■ Requirements ■
Locate every line in the entries below that contains the string "green" and copy each such line in full. Matching is case-sensitive.

Coordinate annotation entries:
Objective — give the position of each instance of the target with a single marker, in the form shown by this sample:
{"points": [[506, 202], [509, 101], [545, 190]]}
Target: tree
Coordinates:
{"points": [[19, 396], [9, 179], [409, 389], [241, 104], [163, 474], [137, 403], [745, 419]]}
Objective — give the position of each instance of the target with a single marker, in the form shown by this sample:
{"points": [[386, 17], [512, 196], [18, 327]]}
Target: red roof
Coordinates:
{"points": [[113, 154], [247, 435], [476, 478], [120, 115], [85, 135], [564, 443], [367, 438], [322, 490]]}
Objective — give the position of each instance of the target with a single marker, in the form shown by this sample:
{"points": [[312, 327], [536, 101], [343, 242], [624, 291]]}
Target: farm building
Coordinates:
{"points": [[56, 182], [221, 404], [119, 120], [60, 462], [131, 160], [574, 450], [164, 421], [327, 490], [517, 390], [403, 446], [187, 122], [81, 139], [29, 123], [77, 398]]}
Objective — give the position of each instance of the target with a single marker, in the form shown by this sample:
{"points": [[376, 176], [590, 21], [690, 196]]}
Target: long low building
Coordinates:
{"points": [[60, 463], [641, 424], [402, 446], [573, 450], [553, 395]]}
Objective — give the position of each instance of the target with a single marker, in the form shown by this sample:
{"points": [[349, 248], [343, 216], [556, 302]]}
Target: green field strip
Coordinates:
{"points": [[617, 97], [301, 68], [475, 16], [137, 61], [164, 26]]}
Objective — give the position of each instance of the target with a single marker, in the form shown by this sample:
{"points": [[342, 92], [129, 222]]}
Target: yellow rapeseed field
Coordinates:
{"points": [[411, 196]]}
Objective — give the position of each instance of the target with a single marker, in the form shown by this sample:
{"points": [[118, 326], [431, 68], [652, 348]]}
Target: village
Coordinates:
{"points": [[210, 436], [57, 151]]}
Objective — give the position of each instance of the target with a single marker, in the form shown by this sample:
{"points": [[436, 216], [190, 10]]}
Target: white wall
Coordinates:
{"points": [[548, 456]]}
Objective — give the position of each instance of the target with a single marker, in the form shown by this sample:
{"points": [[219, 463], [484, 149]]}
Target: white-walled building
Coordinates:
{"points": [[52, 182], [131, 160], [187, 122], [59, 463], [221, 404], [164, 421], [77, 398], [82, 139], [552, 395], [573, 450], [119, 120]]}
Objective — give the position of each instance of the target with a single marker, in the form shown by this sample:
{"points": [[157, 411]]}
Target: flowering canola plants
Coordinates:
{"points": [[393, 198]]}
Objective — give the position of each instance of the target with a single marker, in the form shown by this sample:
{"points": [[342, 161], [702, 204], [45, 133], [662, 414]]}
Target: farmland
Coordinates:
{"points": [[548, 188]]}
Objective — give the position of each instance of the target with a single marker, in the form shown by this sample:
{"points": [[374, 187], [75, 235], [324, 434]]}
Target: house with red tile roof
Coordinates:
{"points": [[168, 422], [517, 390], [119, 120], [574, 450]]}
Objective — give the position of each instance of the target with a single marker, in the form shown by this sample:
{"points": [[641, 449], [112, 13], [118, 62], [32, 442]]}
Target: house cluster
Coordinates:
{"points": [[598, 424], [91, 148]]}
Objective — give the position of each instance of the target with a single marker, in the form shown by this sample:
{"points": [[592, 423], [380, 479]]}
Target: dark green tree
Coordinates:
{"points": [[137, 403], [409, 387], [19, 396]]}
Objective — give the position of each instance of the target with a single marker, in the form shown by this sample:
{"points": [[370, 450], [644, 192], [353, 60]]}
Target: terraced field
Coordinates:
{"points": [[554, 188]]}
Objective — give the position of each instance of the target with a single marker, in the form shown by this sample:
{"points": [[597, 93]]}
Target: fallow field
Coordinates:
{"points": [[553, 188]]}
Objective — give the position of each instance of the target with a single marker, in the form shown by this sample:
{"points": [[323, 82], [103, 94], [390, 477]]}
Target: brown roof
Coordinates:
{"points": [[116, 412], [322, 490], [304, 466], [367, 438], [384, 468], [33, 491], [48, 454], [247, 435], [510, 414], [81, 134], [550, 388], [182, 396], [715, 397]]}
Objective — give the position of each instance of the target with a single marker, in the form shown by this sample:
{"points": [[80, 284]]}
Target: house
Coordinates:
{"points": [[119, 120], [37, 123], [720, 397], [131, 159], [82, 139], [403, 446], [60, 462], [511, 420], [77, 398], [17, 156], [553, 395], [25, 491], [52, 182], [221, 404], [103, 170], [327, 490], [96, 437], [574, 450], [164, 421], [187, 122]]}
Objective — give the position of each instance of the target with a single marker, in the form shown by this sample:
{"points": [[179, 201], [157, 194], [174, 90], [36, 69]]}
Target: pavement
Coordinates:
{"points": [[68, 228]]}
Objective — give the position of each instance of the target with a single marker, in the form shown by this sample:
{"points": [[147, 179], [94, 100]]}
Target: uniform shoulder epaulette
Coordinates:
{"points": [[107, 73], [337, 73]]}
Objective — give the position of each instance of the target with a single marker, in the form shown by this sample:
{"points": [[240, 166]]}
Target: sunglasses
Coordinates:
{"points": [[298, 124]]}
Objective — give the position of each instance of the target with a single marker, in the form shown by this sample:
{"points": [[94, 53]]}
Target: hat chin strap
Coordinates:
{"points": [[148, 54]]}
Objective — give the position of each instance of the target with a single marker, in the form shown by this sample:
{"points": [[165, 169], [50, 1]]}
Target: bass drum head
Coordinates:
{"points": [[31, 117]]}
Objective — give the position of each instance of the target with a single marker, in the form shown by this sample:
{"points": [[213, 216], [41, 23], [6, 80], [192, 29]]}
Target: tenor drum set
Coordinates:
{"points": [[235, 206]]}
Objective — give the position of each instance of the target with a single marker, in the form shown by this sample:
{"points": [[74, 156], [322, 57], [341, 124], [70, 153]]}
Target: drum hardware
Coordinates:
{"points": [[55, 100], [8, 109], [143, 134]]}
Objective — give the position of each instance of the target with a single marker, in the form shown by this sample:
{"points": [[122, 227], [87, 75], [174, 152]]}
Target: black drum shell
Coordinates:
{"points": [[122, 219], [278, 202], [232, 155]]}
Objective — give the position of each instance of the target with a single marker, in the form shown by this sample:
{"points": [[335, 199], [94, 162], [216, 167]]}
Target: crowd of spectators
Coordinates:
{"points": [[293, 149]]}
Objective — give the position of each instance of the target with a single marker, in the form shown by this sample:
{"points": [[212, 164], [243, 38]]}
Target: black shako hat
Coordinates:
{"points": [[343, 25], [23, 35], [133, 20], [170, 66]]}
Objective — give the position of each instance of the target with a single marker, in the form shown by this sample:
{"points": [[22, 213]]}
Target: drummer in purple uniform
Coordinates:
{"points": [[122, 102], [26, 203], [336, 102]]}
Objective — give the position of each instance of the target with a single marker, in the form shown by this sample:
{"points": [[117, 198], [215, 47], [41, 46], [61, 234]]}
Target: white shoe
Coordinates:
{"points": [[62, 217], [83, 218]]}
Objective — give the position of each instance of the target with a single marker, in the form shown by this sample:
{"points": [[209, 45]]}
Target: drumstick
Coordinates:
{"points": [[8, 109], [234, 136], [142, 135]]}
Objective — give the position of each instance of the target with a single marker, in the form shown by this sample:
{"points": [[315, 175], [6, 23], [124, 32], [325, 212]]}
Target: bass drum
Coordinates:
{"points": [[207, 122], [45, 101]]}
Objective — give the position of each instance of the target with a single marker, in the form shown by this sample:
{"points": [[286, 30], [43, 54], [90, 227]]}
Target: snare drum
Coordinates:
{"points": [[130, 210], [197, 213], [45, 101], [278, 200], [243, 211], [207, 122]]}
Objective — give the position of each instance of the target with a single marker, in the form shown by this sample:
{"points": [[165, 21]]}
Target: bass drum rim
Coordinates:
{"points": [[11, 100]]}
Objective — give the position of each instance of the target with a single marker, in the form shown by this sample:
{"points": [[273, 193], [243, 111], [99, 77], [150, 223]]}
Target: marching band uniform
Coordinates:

■ Final answer ■
Target: green field strip
Target: dark green tree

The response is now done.